▶ DOCUMENT EXCERPT:

##########

The story behind the Arbuthnot Trophy

The Arbuthnot Trial is an annual reliability trial for British vintage and classic motorcycles. David Wright explains how this event commemorates a naval officer who died during the battle of Jutland over 100 years ago.

The present-day event incorporates ‘the ambience of the 1920s era’ with the emphasis on rigid machines, although later classics are acceptable. Competition off-roaders rub shoulders with ‘colonial’ models (the latter being built for the road) and suitable sections are provided for each sort.

‘The Arbuthnot is not supposed to be a Sunday afternoon stroll,’ say the organisers, ‘but a hard day’s ride which will leave competitors tired but satisfied they have achieved a tough goal… In 1928, the riders did two laps of a very similar course on tracks not so well established, on comparatively crude machines.’


So how did it all get started?

##########

▶ GIVEN MATERIAL:
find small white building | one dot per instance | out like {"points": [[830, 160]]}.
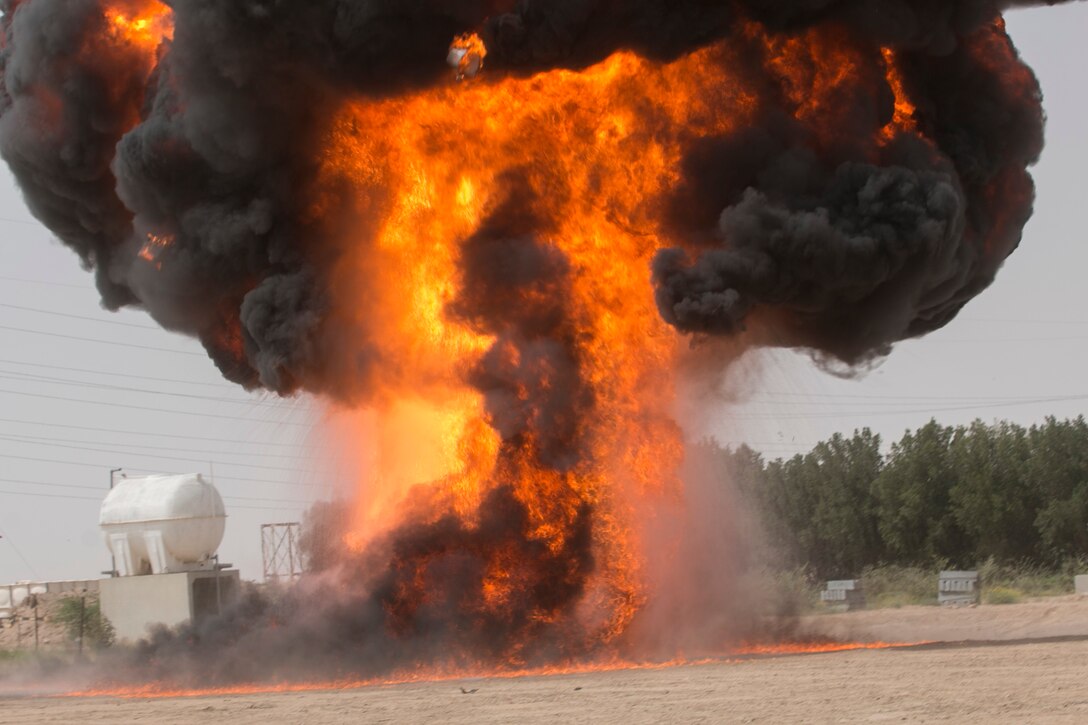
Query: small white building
{"points": [[163, 532]]}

##########

▶ PROMPT 1: Reproduce the Arbuthnot Trophy text word for word, covering everything from "The story behind" down to "for each sort.".
▶ PROMPT 2:
Answer these from the Arbuthnot Trophy text:
(a) For what kind of motorcycles is the Arbuthnot Trial held?
(b) In which battle did the naval officer it commemorates die?
(c) How many laps of the course did riders do in 1928?

▶ SOLUTION 1:
The story behind the Arbuthnot Trophy

The Arbuthnot Trial is an annual reliability trial for British vintage and classic motorcycles. David Wright explains how this event commemorates a naval officer who died during the battle of Jutland over 100 years ago.

The present-day event incorporates ‘the ambience of the 1920s era’ with the emphasis on rigid machines, although later classics are acceptable. Competition off-roaders rub shoulders with ‘colonial’ models (the latter being built for the road) and suitable sections are provided for each sort.

▶ SOLUTION 2:
(a) British vintage and classic motorcycles.
(b) The battle of Jutland.
(c) Two laps.